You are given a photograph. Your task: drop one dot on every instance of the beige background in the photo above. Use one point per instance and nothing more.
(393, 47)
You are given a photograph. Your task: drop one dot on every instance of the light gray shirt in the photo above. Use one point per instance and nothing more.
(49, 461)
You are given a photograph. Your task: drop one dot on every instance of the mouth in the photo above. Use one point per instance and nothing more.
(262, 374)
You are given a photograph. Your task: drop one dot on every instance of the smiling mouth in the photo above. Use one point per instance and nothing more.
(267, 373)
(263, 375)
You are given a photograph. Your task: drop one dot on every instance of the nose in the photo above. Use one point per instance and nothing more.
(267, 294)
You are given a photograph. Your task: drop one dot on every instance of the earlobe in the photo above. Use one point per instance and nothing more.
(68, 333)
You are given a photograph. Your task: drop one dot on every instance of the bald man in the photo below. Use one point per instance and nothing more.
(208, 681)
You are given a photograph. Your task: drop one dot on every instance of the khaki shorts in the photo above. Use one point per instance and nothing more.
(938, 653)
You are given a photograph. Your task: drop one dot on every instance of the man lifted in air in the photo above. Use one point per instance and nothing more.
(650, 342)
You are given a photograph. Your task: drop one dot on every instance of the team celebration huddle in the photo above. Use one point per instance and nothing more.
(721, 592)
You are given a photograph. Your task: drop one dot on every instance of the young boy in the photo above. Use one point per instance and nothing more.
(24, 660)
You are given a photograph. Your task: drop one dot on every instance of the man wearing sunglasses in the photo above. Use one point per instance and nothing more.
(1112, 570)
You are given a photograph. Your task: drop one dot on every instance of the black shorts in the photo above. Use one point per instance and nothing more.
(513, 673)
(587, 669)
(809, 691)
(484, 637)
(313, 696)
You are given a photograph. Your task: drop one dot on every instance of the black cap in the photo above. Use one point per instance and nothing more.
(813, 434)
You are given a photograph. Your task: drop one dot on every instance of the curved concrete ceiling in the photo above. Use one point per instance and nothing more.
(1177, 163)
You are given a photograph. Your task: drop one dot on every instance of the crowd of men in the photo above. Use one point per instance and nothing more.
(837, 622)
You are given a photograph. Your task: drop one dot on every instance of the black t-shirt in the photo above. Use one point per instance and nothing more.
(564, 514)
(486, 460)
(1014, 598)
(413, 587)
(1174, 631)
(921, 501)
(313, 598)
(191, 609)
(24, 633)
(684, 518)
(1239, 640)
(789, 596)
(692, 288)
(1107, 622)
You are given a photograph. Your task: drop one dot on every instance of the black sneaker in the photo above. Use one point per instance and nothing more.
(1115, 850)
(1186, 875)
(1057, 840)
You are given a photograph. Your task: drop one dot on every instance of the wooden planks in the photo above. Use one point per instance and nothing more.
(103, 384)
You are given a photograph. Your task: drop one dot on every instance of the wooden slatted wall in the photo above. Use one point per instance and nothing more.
++++++
The problem
Copy every line of the data above word for word, from start to finish.

Answer to the problem
You are given a photograph. Your task: drop one dot on every instance of the beige background in the photo above. Use one point per instance and nothing more.
(393, 47)
You are given a photograph. Your task: drop one dot on every instance of the light gray shirt in the photo above. Use one point per instance and nothing more.
(49, 461)
You are given a photograph. Your task: drop one dot on every instance of the mouth in the photo above. Use one point per instance and nothing more.
(262, 374)
You are given a photograph. Your task: drop one dot on every instance of the smiling mouth in the photo above. Use one point per instance and nothing more.
(267, 373)
(263, 375)
You are given a photograph. Your task: drop one dot on every instance of the nose in the photo above. Use one point per instance and nothing more.
(267, 294)
You are given a photograph. Your task: drop one dot on every instance of the earlobe in the photo above. Use one point per instance and nothing more.
(68, 333)
You are given a photograph. Your task: drop one dot on every instance of the bald man in the photo below. Use one point per instance and nothing more.
(208, 681)
You are given a photograph. Your task: drop one dot on every instance of the khaki shorts in the photo above. Use one point per instance and nothing more.
(938, 653)
You are given a photograph. Your task: drop one dot on every instance of the man lifted in air in the photo above. Use one point per instance and nothing more.
(650, 342)
You are given a photograph. Your task: drop one dot on every instance of the team celebration huddle in the photo above. Use one point per instance and nothing more.
(721, 592)
You are given a photograph. Your task: drop one dot on every instance of the young boy in the photo above. Use one point per instance and nothing more.
(24, 660)
You are given a photograph. Your task: drop one dot on every instance of the man wearing sunglasses in the photo above. Use one point per instance and nothing more.
(1112, 570)
You are given a photograph. Your task: drop one dot on every instance of the black shorts in the photo above. Use one point per instance and nothing more.
(513, 673)
(587, 669)
(809, 691)
(484, 637)
(313, 696)
You are given a photograph. Your task: drop one dot on every instance of the black cap in the photo above. Use one point per instance and nothing more.
(813, 434)
You are given a photograph. Your task: drop one dot on every instance of the curved concrete ceiling in the photo above. Use one point per instance and nothing more.
(1177, 163)
You are given a photograph. Your task: drop one dot on every instance of the crowd of men in the photo above. Use one point per instance and nothing more.
(837, 622)
You are given a photograph. Your task: drop one dot on every instance of the black t-shirt in the photo above. Use one point per instance and nothing more.
(564, 514)
(486, 460)
(1014, 598)
(413, 587)
(1174, 631)
(921, 501)
(313, 598)
(191, 609)
(24, 633)
(684, 518)
(1239, 640)
(789, 596)
(692, 288)
(1107, 622)
You are given a photograph. Your task: drop one dot on every instance of the black sneaker in the photo above. Use one point per instance and nothing more.
(1115, 850)
(1186, 875)
(1057, 840)
You are given a photograph. Your task: drop one dot on every instance of the wooden planks in the photo above. Use one point per instance and nothing more.
(103, 384)
You are given a photograph. Your task: drop one dot on every instance of the wooden slatted wall in the photo above. Use one point per instance and nothing more.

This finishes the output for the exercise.